Referring expression pointing data:
==============================
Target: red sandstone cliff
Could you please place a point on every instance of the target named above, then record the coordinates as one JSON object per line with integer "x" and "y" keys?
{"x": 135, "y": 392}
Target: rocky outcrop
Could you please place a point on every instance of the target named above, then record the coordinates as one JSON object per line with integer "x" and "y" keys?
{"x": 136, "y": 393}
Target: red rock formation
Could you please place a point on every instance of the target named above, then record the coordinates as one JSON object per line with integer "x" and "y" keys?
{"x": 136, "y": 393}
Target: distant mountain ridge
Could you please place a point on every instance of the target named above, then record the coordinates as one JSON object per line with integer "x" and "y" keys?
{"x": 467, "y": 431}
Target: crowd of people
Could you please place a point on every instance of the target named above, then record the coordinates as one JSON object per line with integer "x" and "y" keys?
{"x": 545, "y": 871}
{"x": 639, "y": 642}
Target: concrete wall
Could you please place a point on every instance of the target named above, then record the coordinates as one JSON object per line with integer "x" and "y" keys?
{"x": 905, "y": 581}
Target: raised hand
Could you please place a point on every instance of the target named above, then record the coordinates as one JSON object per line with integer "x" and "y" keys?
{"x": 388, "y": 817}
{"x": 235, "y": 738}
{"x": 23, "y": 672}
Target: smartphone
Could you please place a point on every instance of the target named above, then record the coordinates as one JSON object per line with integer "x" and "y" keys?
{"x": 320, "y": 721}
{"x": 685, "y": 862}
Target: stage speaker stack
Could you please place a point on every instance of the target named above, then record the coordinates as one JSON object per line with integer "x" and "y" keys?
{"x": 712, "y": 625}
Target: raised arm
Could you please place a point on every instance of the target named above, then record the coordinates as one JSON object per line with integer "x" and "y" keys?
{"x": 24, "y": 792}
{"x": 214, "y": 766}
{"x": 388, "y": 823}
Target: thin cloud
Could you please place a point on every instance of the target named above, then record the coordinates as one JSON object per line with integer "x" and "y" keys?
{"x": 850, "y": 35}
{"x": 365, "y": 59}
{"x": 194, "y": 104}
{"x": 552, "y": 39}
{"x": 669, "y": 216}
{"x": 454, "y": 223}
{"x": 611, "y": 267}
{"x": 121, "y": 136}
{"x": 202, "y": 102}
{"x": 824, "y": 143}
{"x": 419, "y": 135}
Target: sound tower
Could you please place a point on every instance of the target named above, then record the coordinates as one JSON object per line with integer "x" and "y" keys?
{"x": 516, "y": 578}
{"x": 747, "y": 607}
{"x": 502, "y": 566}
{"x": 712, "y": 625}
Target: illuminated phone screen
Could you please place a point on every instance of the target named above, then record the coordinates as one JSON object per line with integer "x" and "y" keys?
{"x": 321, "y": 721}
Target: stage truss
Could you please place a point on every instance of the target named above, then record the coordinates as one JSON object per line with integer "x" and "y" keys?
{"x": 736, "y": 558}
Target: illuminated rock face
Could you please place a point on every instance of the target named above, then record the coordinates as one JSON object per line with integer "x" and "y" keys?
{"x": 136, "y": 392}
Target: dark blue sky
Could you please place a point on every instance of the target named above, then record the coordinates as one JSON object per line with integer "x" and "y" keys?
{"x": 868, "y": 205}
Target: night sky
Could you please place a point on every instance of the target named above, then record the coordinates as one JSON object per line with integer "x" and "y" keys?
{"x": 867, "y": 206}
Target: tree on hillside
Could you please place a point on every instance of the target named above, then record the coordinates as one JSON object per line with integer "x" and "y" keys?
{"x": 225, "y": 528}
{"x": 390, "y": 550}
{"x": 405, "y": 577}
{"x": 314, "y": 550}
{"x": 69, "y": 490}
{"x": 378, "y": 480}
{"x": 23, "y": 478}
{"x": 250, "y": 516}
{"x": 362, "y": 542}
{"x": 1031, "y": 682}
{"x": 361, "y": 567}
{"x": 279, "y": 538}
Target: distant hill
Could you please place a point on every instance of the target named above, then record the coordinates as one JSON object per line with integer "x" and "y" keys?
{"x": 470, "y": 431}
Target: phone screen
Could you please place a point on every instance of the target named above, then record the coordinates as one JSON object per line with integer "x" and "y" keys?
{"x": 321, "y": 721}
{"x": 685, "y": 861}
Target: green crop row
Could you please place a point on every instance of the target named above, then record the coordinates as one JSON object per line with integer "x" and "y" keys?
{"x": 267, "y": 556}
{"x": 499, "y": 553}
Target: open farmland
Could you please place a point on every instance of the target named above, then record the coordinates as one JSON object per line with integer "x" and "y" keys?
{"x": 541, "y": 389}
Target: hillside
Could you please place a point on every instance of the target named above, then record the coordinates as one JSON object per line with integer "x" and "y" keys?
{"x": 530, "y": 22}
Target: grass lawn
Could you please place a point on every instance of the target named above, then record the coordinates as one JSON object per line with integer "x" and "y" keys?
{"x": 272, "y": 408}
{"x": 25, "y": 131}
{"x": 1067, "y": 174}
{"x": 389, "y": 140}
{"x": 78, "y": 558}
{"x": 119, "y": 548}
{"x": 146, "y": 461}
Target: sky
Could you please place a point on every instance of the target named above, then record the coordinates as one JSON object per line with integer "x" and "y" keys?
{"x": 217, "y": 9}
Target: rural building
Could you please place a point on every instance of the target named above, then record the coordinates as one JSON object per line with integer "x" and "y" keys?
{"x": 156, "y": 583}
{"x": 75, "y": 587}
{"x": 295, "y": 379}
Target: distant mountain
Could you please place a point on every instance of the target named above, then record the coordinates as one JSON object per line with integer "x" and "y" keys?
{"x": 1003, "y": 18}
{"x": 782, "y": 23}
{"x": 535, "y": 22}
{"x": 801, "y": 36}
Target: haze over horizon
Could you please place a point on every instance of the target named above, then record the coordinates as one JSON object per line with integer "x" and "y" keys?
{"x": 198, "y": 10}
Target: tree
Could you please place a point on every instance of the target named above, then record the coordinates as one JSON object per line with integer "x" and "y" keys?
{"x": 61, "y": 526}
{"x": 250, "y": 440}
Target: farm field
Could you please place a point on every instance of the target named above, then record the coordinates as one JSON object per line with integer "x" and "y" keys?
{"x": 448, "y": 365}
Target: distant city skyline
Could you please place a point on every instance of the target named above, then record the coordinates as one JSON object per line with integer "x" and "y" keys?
==============================
• **Work required**: Given the data above, which lines hold the string "distant"? Return them.

• **Completed exercise**:
Target: distant mountain ridge
Target: distant hill
Target: distant mountain
Target: distant city skyline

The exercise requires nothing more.